● **Selected text**:
======
The change that the consumer carries out in exercising his consumer power is not between two different company philosophies. In truth, he only exchanges his own disappointment for the new hope that the new supplier might behave better than the old one. His boycott of the busted wrongdoer is based only on his bad experience. And that is the only advantage the newly cherished company has over the wrongdoer: this bad experience hasn’t been made yet. This morality of modern consumers against excesses of commerce and trade has, of course, gone down well with the companies and promptly been turned into a business model for trade. Big fashion brands are courting this special clientele with the guarantee to refrain from using child labor and toxic substances in their textiles. Fast-food chains are luring with the promise not to process genetically modified ingredients in their burgers. What they are doing with their kitchen workers was still unknown when the article went to press.

From praising the “consumer society” to criticizing the consumer

The performance record of consumer power is modest. On the credit side, there is one thing above all: the effect that this idea has on the self-esteem of its supporters. They have shown responsibility and have nothing to blame themselves for. That the intended objective effects on the market fail to appear is guaranteed by the principle of production, which remains untouched. The mode of calculation that counts every expenditure as a cost that needs to be justified by profit remains in force in the organic sector and in other ethically guided enterprises. The poor treatment of people and nature therefore does not die out even in the sectors that sophisticated consumers consider to be the premium-segments of morally inspired production. People have become accustomed to the fact that the ones from whom they “never would have expected such a thing” are also — and especially — responsible for the big scandals of our times.

Hardly anybody learns from this experience, however. For that, a revision of the fictitious notion of the market-economy world of consumption would be necessary. The customer is not only well-served in principle, he is even the authority who — because of his shopping behavior and purse — functions as ideal client. Every excess or misdemeanor discovered from this false, but well-meaning theoretical basis could — according to this philosophy — be put right again by the power of responsible consumers. When this effect fails to appear in the face of daily horror scenarios, it must undoubtedly be the customer who is to blame, as his permanent bad shopping behavior and his stinginess creates a business opportunity for the “black sheep” amongst the many good suppliers in the first place.

Every newspaper proves this to be true. Why does the climate go down the drain? Because the consumer is too idle, doesn’t leave his car in the garage and won’t turn down the heat. Why do people suffer hunger in the Third World? Because the inhabitants of the northern hemisphere just can't get enough and are rolling in prosperity, even if the salesperson at Walmart does not notice it. Why don’t food scandals die out? Because the consumer is stingy and prefers to spend his money on an expensive car instead of investing in healthy organic food. Anyone who expects a pound of meat for two dollars has virtually ordered rotten meat.

So much for the bad opinion of the consumer, which is where the good opinion of capitalism as a service to customers inevitably lands. So the “customer king” in the end enjoys a double role. As a consumer, he may thank capitalism for an achievement that is not in its program: supply. And it is his excessive demands and lack of responsibility that can be blamed for the harmful effects that capitalist growth does have on nature and health, because profit is its goal and not supply.
======
● **Entries supplied**:
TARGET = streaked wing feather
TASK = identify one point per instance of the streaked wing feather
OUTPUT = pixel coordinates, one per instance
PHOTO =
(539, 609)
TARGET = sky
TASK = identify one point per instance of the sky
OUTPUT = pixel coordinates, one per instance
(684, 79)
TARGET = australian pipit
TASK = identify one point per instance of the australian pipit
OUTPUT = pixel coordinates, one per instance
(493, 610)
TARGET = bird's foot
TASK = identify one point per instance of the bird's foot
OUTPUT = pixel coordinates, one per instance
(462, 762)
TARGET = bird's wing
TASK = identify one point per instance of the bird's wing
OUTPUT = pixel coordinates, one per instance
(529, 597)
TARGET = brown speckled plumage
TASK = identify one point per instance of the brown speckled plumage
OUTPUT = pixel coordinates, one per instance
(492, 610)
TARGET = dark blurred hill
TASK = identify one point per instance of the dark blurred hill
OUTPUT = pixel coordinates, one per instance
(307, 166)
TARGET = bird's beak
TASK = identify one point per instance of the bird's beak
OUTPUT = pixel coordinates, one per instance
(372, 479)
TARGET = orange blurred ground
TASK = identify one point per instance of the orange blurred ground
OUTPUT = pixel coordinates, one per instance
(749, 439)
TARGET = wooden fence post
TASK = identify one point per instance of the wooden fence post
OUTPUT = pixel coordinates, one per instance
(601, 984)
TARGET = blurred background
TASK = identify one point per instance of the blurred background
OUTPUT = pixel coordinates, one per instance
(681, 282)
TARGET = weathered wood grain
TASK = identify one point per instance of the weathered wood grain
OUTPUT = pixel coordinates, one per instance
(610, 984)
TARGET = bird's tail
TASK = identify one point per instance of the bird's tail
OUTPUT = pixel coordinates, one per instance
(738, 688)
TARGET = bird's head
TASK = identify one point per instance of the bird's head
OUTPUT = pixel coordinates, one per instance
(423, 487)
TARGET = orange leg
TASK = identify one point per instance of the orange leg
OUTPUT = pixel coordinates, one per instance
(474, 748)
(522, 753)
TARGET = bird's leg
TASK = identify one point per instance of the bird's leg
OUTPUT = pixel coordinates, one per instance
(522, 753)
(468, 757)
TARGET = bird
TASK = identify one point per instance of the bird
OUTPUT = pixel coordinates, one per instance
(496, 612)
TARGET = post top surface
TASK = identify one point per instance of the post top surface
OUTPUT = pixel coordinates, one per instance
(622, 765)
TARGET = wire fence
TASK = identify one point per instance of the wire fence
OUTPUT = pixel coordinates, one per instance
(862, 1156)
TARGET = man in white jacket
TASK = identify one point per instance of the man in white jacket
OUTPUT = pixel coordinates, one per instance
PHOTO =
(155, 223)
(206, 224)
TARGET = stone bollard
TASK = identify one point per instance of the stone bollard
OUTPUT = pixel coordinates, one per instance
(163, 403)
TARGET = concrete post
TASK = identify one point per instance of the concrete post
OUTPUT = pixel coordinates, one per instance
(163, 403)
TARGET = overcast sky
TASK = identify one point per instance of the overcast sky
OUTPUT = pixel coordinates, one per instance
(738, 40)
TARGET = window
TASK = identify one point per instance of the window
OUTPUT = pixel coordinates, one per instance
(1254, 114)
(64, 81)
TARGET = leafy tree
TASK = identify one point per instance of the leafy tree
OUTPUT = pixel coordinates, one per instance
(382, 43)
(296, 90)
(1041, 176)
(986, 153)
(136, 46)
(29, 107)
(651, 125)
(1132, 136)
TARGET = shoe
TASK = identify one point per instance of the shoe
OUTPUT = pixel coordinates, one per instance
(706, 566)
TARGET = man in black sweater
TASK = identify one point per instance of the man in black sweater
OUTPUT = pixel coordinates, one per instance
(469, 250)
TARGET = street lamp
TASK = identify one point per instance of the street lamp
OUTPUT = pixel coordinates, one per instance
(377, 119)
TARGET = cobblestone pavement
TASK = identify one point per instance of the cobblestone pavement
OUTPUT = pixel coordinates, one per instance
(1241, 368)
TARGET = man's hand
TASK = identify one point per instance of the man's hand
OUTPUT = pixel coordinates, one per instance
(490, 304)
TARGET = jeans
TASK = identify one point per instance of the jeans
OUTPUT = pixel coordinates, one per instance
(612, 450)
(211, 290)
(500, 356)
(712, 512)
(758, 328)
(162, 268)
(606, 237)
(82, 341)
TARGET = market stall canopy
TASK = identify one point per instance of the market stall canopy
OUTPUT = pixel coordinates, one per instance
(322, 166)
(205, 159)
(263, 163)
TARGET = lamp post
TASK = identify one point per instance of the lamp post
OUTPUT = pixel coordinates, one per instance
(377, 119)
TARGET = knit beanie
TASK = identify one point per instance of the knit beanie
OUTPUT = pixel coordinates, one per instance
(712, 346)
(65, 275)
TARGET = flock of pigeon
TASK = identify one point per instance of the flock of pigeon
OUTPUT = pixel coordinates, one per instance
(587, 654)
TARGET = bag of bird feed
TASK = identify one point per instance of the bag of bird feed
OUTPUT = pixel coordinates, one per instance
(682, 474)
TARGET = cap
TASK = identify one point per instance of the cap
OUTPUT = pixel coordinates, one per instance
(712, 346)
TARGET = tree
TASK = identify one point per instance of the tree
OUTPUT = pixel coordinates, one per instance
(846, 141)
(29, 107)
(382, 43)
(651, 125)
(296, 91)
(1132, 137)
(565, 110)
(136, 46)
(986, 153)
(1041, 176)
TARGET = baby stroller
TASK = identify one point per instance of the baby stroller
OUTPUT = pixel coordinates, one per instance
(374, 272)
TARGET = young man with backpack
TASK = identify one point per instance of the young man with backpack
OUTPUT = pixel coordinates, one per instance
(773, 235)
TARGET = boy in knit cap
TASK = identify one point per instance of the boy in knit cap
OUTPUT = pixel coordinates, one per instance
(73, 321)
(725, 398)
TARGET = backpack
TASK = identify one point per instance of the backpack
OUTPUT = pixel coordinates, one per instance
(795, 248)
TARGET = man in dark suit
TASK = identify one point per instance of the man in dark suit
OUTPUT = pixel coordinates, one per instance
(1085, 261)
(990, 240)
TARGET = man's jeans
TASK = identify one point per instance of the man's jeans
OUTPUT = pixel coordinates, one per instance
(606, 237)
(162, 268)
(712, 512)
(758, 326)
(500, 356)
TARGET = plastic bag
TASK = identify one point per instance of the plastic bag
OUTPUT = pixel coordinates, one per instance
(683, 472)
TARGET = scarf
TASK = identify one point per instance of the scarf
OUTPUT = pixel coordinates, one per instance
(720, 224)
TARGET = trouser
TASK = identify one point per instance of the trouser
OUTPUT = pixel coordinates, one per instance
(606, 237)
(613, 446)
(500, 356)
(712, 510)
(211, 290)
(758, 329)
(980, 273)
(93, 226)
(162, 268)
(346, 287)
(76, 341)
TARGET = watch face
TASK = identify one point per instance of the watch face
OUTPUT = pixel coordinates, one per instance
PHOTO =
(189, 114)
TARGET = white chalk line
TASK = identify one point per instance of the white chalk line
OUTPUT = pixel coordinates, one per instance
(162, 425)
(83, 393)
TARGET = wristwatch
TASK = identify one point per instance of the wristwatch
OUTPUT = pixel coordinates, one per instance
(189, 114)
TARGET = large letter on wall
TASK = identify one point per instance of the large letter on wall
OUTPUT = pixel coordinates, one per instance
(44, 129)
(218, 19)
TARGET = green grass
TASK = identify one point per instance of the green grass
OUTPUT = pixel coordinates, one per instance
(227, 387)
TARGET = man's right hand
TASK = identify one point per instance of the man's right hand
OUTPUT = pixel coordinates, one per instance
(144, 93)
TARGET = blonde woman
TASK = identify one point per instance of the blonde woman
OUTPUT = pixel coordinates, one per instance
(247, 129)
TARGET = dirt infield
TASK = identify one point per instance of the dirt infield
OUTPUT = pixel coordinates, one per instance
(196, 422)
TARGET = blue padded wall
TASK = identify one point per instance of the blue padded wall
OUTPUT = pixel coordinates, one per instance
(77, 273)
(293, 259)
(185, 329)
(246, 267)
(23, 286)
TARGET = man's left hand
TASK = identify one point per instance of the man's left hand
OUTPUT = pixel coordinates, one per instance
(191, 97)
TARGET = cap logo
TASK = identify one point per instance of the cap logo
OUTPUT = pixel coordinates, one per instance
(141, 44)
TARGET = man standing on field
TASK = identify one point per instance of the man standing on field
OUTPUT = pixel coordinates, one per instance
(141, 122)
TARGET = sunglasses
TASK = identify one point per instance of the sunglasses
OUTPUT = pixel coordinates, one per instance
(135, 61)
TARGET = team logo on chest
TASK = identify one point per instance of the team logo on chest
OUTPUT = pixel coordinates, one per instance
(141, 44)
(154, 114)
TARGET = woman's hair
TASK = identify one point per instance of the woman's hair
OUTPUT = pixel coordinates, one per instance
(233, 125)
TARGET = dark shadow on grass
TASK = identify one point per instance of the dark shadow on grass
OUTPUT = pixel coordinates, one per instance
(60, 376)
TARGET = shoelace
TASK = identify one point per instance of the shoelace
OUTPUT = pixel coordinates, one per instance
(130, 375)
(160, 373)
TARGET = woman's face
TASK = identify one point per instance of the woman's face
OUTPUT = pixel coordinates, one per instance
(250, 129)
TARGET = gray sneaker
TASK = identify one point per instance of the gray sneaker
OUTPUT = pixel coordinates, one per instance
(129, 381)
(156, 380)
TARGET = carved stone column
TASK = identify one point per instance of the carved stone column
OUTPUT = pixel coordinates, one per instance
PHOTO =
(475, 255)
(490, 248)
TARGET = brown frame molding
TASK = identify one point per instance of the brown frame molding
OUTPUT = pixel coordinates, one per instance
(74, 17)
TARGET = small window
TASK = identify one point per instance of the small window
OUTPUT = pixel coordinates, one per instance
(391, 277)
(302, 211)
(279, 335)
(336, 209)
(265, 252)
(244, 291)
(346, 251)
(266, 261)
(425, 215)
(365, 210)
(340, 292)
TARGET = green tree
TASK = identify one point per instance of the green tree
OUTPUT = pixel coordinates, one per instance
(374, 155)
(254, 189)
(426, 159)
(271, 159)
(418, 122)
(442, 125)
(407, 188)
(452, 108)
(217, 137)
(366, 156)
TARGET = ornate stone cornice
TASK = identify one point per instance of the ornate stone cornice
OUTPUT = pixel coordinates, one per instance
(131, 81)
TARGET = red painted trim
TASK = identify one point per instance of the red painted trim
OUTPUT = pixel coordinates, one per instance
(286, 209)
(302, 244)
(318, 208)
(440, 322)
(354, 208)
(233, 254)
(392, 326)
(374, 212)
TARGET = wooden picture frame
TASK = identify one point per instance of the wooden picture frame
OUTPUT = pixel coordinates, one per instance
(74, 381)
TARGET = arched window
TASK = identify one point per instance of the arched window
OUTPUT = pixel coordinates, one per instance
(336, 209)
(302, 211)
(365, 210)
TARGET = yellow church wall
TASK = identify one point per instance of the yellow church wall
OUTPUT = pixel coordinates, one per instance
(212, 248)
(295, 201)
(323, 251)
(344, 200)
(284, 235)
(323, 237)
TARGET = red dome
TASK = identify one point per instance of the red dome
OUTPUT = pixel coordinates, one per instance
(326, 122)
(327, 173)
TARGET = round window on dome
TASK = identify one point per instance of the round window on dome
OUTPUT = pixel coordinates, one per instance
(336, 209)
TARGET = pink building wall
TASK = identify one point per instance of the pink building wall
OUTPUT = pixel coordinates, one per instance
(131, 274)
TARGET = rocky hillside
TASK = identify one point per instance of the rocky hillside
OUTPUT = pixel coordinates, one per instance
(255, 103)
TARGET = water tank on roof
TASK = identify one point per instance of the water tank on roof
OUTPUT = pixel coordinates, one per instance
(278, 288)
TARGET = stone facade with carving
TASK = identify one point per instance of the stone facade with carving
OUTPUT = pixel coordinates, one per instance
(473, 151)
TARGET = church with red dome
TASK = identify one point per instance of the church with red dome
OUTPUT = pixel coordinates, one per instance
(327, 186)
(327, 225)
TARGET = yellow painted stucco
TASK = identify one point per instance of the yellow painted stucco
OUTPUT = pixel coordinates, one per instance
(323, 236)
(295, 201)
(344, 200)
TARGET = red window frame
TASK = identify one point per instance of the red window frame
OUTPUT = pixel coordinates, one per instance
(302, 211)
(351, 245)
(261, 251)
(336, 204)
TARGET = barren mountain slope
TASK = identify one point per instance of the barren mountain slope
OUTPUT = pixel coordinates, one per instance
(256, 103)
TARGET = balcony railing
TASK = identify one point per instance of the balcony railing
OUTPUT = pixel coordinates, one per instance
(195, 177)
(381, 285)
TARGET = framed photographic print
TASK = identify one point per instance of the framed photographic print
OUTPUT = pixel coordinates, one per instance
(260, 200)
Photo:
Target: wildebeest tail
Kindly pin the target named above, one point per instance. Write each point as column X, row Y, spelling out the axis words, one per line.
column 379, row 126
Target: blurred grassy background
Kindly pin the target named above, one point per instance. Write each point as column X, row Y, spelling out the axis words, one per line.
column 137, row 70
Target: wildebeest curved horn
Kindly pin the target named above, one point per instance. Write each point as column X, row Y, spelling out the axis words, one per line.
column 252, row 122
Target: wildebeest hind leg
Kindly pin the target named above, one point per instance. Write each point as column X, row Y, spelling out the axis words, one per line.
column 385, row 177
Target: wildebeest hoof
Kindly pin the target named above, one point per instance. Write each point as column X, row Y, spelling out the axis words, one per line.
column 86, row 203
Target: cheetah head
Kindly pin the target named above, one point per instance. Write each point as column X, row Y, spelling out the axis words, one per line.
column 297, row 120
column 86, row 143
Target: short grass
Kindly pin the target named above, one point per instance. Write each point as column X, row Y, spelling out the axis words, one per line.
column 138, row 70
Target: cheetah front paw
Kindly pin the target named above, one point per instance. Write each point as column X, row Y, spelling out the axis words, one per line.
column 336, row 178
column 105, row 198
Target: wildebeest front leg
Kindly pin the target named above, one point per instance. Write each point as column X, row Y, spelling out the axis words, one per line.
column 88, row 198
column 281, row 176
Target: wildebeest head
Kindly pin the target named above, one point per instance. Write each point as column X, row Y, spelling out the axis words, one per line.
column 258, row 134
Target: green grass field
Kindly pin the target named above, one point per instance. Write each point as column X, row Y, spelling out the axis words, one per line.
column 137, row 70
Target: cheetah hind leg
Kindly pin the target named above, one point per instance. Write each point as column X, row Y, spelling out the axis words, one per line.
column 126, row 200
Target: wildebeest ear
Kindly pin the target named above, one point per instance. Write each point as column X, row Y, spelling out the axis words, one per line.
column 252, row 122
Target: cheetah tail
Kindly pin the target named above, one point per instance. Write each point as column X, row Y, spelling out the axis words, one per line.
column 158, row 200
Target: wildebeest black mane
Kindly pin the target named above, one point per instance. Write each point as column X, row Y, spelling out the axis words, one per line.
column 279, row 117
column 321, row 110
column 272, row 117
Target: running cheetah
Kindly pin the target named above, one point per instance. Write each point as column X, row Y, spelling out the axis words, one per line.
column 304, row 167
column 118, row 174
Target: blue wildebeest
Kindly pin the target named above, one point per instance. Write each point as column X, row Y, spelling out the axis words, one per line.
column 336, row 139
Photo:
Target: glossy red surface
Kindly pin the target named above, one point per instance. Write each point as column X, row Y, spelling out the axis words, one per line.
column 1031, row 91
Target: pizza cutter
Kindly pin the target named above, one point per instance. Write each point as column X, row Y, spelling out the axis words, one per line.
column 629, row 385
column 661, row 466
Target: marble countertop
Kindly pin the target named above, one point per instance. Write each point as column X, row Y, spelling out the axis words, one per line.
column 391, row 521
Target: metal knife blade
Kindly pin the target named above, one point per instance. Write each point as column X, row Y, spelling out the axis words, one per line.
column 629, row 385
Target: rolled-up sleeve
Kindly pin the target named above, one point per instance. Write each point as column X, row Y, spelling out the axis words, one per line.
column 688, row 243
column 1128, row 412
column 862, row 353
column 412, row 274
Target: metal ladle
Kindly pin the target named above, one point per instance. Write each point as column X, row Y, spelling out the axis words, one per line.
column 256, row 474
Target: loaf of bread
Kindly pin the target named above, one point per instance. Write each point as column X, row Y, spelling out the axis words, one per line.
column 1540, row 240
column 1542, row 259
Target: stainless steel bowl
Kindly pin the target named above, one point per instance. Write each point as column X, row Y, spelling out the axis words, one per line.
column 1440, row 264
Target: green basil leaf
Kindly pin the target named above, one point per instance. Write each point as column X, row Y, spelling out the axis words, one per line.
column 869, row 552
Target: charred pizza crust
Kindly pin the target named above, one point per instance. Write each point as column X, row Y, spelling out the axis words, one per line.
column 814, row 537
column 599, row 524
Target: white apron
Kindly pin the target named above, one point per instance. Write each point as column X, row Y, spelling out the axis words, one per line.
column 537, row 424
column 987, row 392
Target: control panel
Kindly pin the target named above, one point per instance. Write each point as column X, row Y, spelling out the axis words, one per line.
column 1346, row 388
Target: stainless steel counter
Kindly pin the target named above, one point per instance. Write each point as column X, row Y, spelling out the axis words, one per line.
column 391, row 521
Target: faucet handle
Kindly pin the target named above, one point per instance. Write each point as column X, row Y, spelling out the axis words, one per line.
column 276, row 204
======
● **Directions**:
A. In the text on consumer power, what promise do fast-food chains use to lure customers?
B. Reproduce the text on consumer power word for word, everything from "So much for" down to "and not supply.".
The data has no connection to the text on consumer power.

● **Outputs in order**:
A. They promise not to process genetically modified ingredients in their burgers.

B.
So much for the bad opinion of the consumer, which is where the good opinion of capitalism as a service to customers inevitably lands. So the “customer king” in the end enjoys a double role. As a consumer, he may thank capitalism for an achievement that is not in its program: supply. And it is his excessive demands and lack of responsibility that can be blamed for the harmful effects that capitalist growth does have on nature and health, because profit is its goal and not supply.